(Excerpts from segmentation records)
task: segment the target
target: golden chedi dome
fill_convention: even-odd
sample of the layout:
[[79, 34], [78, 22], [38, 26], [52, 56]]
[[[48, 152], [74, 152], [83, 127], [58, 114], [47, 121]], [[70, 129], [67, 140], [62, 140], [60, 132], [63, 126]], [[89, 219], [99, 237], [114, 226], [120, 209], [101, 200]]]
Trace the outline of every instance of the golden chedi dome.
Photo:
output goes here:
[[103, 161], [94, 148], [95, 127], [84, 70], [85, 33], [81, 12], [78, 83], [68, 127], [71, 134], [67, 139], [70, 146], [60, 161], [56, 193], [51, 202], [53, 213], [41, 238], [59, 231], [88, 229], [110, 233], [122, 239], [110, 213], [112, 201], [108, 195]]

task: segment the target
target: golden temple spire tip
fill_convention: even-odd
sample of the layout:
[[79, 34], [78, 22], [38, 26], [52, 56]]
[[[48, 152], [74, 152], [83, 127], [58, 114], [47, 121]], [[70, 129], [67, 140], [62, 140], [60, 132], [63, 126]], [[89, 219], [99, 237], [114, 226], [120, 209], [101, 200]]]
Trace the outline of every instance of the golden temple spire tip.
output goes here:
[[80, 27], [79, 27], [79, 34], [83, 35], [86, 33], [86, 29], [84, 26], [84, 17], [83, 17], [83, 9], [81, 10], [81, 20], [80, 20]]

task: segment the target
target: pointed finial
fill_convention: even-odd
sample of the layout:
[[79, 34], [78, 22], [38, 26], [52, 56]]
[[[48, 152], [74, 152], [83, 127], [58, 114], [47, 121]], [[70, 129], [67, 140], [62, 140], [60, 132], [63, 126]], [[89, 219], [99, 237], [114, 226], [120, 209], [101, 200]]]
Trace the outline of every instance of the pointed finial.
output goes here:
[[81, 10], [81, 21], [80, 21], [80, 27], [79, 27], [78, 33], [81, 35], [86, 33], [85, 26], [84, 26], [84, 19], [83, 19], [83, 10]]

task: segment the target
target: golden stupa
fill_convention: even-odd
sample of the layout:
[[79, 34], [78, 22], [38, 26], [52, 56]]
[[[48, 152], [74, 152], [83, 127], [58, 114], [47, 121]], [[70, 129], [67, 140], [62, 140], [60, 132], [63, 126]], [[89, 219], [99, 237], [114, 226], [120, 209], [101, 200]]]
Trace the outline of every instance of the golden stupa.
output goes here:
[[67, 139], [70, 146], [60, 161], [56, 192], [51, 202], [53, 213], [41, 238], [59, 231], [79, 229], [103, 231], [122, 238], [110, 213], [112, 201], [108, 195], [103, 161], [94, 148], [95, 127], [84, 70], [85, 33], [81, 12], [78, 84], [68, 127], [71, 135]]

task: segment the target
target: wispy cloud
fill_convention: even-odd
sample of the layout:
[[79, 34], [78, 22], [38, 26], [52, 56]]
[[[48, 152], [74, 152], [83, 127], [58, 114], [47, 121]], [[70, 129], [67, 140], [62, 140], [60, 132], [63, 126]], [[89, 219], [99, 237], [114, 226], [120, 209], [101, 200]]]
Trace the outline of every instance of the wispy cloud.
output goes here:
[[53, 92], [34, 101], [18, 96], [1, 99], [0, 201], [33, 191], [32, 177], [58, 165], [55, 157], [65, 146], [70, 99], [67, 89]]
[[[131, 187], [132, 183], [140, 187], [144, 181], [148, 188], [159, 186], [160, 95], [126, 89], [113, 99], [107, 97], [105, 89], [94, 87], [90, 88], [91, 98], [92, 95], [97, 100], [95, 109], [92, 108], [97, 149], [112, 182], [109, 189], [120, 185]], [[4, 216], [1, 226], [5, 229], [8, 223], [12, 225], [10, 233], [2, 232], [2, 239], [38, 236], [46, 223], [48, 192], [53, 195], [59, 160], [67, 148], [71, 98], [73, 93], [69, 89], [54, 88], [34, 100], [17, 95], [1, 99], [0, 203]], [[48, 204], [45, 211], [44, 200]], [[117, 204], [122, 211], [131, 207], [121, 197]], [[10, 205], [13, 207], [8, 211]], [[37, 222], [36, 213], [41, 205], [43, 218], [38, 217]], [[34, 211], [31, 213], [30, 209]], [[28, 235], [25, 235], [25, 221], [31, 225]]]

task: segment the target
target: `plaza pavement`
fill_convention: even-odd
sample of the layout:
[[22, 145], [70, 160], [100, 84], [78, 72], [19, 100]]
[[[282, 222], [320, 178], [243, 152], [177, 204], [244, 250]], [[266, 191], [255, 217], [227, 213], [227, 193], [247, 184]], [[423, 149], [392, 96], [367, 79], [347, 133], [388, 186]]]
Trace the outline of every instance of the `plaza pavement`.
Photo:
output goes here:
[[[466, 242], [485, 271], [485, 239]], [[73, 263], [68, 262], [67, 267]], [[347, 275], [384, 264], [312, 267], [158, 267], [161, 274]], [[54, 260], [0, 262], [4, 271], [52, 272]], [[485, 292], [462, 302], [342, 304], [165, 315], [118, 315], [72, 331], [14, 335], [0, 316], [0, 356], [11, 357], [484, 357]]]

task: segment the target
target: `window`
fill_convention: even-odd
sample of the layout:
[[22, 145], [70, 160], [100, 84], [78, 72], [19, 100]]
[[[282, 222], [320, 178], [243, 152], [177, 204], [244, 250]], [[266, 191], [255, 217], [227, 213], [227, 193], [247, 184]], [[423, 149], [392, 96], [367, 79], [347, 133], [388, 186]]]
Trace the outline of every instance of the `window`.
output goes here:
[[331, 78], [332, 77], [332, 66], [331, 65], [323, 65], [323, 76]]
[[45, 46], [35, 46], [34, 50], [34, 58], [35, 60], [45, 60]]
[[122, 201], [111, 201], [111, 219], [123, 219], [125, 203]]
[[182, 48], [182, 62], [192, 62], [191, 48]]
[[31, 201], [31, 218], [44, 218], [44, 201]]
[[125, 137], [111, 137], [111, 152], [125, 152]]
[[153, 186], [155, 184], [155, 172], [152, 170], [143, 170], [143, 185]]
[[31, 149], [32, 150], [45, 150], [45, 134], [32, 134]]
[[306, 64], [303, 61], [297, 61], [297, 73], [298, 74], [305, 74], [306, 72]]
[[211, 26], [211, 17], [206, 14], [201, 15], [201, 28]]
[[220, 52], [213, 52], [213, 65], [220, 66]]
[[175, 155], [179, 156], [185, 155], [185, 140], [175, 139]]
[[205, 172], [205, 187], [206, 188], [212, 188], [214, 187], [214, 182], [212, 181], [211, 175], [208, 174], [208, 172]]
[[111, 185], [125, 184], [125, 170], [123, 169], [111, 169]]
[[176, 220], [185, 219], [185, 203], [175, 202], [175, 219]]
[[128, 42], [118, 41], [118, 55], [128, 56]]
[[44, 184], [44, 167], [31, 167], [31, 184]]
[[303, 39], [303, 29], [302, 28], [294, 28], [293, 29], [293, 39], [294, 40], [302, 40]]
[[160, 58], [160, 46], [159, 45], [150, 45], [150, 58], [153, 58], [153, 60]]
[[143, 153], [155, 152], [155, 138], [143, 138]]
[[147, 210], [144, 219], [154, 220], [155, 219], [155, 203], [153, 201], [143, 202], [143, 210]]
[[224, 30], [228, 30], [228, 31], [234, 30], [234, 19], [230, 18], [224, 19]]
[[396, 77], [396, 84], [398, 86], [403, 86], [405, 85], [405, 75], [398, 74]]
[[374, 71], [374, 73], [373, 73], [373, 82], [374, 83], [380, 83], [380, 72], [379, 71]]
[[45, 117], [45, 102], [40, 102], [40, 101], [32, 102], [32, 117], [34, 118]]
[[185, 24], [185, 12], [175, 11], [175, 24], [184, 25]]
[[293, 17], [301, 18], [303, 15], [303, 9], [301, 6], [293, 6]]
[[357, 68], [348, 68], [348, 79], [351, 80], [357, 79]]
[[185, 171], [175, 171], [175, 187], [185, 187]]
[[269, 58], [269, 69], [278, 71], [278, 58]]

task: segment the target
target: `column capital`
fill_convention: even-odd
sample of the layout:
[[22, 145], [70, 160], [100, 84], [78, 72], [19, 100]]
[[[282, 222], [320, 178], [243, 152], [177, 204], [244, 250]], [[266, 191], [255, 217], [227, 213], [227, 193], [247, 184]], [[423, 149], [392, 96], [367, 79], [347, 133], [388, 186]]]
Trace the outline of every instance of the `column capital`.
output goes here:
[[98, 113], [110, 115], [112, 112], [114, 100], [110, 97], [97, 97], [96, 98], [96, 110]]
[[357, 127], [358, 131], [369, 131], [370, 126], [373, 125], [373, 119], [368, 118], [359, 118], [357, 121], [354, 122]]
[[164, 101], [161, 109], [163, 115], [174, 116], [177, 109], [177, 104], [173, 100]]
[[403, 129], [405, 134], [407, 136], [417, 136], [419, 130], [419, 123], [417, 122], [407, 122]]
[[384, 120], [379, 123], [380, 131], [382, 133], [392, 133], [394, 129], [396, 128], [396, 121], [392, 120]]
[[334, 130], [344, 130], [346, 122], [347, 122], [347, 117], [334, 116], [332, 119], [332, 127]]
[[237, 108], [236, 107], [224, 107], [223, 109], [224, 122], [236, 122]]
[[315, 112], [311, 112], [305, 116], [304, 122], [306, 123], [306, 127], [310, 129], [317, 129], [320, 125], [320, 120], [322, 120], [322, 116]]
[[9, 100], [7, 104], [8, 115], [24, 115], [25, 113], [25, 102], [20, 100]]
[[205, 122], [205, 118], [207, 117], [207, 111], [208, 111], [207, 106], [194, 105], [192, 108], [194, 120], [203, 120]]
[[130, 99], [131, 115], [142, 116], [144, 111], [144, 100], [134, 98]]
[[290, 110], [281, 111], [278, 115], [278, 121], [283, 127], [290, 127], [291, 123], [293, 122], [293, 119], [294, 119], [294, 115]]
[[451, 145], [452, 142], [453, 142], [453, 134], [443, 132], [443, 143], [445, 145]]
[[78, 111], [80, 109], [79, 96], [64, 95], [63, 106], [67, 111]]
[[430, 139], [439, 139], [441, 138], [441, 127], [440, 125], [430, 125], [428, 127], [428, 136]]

• [Exercise description]: Please return each line above that contains the string "column". Case matters.

• [Response to this task]:
target: `column capital`
Trace the outline of every instance of the `column capital`.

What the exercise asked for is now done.